**DOCUMENT SECTION:**
Eero Antero Mäntyranta (20 November 1937 – 29 December 2013) was one of the most successful Finnish cross-country skiers. He competed in four Winter Olympics (1960–1972) winning seven medals at three of them. His performance at the 1964 Winter Olympics earned him the nickname "Mister Seefeld", referring to the venue where the cross-country skiing and biathlon competitions took place. The Finnish Ministry of Education endowed him with the Pro Urheilu letter of recognition in 2000. There is also a museum centered on Mäntyranta in his birthplace of Pello.

Genetics and doping

Mäntyranta had primary familial and congenital polycythemia (PFCP) causing an increase in red blood cell mass and hemoglobin due to a mutation in the erythropoietin receptor (EPOR) gene, which was identified following a DNA study that found the mutation in a high proportion of members of his extended family, as reported in 1993. The elevated hematocrit caused by the condition increases the ability of the blood to transport oxygen; the EPOR mutation is speculated to have contributed to Mäntyranta's remarkable endurance.

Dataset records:
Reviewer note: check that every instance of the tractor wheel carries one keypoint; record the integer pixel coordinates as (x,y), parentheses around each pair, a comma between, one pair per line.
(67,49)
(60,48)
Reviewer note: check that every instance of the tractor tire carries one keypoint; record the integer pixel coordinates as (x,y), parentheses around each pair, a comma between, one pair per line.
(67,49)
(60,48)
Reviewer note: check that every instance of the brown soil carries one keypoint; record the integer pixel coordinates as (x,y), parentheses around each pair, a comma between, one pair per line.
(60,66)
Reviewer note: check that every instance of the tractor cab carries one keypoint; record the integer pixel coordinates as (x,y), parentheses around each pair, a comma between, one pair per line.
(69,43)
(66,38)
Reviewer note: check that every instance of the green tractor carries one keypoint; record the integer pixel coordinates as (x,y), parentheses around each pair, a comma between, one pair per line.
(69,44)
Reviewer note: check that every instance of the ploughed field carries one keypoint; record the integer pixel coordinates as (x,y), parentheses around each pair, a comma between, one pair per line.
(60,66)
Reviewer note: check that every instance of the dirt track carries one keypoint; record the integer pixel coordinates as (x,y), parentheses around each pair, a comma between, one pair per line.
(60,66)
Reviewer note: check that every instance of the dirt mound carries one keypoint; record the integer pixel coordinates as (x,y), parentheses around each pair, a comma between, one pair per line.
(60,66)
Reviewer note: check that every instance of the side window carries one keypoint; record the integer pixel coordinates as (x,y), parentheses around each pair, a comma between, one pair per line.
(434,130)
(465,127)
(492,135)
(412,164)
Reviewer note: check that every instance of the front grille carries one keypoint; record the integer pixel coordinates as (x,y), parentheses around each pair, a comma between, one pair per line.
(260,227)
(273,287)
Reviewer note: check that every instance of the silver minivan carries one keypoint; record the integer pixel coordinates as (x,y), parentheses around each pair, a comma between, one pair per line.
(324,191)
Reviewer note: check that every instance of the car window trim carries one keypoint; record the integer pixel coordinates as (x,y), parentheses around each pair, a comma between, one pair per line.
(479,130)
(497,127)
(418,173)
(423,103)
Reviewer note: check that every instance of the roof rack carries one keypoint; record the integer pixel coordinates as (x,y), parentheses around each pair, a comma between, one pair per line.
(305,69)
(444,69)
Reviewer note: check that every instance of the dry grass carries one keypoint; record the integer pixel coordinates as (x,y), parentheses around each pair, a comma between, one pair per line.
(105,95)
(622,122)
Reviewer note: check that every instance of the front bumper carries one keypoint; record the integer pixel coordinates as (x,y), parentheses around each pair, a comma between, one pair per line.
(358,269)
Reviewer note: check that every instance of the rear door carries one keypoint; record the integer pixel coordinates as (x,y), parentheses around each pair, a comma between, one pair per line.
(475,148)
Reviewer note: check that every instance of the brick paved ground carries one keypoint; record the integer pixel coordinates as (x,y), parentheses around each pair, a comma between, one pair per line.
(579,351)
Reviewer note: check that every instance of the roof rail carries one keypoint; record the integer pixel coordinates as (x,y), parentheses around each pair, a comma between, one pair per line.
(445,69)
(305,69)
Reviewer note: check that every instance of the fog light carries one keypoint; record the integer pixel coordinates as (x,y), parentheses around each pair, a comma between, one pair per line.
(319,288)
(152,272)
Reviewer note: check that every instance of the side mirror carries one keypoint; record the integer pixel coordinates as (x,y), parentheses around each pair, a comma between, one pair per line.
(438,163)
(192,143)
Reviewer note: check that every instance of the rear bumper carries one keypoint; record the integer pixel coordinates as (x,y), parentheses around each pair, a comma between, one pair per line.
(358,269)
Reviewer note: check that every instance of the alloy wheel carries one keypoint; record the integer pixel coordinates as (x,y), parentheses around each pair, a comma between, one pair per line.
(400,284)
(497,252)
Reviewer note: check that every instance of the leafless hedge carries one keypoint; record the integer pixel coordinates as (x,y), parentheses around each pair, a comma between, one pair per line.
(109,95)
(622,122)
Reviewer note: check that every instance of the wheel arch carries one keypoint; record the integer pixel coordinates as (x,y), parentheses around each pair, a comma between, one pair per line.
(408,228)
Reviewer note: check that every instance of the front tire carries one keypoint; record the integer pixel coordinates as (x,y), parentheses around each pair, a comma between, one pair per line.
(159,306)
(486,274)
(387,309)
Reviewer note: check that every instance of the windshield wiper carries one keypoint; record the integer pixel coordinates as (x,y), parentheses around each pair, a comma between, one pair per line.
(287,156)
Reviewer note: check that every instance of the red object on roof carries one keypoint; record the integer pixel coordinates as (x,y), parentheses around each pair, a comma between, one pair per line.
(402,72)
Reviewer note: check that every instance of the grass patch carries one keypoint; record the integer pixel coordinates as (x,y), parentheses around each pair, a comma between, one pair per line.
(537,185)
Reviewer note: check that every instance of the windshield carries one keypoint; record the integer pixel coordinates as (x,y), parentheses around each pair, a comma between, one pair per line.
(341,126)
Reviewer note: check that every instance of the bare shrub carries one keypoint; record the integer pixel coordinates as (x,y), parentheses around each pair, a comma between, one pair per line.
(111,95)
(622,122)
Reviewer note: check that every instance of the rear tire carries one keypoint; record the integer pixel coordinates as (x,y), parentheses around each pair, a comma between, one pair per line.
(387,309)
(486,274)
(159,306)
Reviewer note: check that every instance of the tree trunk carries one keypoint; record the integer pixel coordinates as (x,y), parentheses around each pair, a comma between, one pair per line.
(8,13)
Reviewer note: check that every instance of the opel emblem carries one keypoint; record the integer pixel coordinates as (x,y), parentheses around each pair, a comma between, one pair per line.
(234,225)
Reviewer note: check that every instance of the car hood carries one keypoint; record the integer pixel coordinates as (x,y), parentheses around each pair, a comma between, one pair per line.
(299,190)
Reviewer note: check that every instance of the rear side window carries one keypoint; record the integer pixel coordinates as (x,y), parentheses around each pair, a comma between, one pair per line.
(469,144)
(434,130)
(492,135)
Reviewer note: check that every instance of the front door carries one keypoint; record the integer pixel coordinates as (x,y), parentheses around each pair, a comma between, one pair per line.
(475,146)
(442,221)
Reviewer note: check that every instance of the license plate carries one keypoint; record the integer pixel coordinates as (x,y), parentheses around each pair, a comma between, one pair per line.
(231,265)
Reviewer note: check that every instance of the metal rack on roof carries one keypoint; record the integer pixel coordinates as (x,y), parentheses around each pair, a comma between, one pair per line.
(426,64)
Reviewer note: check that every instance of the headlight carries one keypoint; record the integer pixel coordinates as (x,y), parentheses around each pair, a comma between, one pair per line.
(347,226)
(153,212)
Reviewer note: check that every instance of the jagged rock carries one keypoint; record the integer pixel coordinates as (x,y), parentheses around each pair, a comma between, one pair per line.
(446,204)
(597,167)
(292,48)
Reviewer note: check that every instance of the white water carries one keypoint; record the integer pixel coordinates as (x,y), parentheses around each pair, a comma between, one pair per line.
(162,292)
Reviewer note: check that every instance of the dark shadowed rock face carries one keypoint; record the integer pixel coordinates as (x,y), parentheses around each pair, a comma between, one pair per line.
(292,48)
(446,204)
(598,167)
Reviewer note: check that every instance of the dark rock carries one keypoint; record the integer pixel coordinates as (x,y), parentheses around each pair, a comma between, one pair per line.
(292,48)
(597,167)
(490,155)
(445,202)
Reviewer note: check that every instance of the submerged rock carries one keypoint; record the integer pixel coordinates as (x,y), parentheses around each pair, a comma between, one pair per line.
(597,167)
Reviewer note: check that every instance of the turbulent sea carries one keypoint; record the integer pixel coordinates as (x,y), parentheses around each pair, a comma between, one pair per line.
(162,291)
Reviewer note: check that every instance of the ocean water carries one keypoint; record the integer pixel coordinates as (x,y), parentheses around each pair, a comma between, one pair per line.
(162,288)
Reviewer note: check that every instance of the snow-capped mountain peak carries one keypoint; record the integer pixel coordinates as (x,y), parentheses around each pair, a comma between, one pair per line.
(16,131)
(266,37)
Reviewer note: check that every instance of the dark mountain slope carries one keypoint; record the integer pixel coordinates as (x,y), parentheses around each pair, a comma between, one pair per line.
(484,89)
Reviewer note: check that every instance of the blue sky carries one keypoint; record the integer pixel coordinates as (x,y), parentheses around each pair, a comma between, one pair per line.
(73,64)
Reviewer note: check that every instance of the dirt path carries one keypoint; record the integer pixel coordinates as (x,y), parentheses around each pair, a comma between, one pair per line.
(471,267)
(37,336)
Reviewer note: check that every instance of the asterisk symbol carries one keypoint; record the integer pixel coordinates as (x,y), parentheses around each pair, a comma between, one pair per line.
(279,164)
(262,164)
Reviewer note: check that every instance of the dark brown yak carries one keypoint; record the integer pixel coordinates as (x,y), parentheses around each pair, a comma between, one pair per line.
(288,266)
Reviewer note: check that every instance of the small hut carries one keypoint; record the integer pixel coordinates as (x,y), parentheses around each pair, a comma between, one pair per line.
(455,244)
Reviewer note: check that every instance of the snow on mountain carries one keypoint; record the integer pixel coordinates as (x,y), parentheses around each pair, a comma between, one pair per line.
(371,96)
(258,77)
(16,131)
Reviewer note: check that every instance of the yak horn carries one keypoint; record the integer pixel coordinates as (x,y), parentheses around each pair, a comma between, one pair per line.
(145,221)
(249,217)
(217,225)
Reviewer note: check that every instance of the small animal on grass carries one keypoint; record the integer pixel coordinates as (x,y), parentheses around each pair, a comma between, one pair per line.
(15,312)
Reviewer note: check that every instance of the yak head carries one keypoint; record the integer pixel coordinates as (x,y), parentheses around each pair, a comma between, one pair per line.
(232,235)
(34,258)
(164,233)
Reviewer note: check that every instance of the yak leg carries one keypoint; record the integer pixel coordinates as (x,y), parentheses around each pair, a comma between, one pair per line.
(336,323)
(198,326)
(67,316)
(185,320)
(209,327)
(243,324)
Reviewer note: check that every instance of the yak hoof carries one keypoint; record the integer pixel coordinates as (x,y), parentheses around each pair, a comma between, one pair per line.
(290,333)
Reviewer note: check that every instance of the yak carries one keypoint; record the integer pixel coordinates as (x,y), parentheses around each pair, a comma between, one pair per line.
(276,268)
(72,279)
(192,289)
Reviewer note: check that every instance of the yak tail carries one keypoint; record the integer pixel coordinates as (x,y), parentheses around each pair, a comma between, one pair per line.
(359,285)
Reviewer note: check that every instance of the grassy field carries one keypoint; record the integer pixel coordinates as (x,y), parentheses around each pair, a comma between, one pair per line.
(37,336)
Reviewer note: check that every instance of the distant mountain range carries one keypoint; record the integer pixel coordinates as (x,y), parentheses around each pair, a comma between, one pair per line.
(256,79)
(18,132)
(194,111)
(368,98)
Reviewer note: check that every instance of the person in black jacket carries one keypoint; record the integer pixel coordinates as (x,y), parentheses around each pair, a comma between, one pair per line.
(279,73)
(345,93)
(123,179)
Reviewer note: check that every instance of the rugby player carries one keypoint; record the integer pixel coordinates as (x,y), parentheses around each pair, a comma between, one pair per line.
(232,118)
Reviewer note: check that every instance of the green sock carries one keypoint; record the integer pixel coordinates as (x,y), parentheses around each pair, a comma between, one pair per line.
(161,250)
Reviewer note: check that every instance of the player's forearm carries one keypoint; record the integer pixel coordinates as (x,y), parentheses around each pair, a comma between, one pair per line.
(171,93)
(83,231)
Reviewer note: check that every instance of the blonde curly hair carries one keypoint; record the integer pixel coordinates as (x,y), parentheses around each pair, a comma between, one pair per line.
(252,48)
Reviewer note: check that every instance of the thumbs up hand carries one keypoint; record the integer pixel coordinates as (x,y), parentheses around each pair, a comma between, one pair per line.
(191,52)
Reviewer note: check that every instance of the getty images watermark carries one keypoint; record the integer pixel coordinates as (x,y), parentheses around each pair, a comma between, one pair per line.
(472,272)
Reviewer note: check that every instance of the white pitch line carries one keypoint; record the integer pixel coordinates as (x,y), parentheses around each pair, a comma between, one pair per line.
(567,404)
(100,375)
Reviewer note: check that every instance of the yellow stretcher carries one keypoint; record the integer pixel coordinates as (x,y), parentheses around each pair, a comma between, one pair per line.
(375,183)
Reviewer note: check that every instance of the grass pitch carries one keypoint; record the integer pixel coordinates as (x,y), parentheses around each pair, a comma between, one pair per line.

**REQUIRED ACTIONS:**
**1.** Can you reproduce the Eero Mäntyranta article word for word, everything from "Genetics and doping" down to "Mäntyranta's remarkable endurance."?
**2.** How would the Eero Mäntyranta article go on after its final sentence? Write the next part.
These entries have nothing to do with the Eero Mäntyranta article.

**EXERCISE RESULTS:**
**1.**
Genetics and doping

Mäntyranta had primary familial and congenital polycythemia (PFCP) causing an increase in red blood cell mass and hemoglobin due to a mutation in the erythropoietin receptor (EPOR) gene, which was identified following a DNA study that found the mutation in a high proportion of members of his extended family, as reported in 1993. The elevated hematocrit caused by the condition increases the ability of the blood to transport oxygen; the EPOR mutation is speculated to have contributed to Mäntyranta's remarkable endurance.

**2.**
In 1972 Mäntyranta tested positive for amphetamine at a Finnish competition, becoming the first of his countrymen known to be caught doping. He later admitted taking hormones, which were not yet prohibited.

Cross-country skiing results
All results are sourced from the International Ski Federation (FIS).

Olympic Games
 7 medals – (3 gold, 2 silver, 2 bronze)

World Championships
 5 medals – (2 gold, 2 silver, 1 bronze)

Accomplishments 
 National domestic championships: five gold, two silver and two bronze
 Holmenkollen ski festival championships first place 1962, 1964 and 1968 (15 km)
 Holmenkollen medal in 1964 (Shared with Veikko Kankkonen, Georg Thoma, and Halvor Næs.).
 Salpausselkä games win 1964 and 1972.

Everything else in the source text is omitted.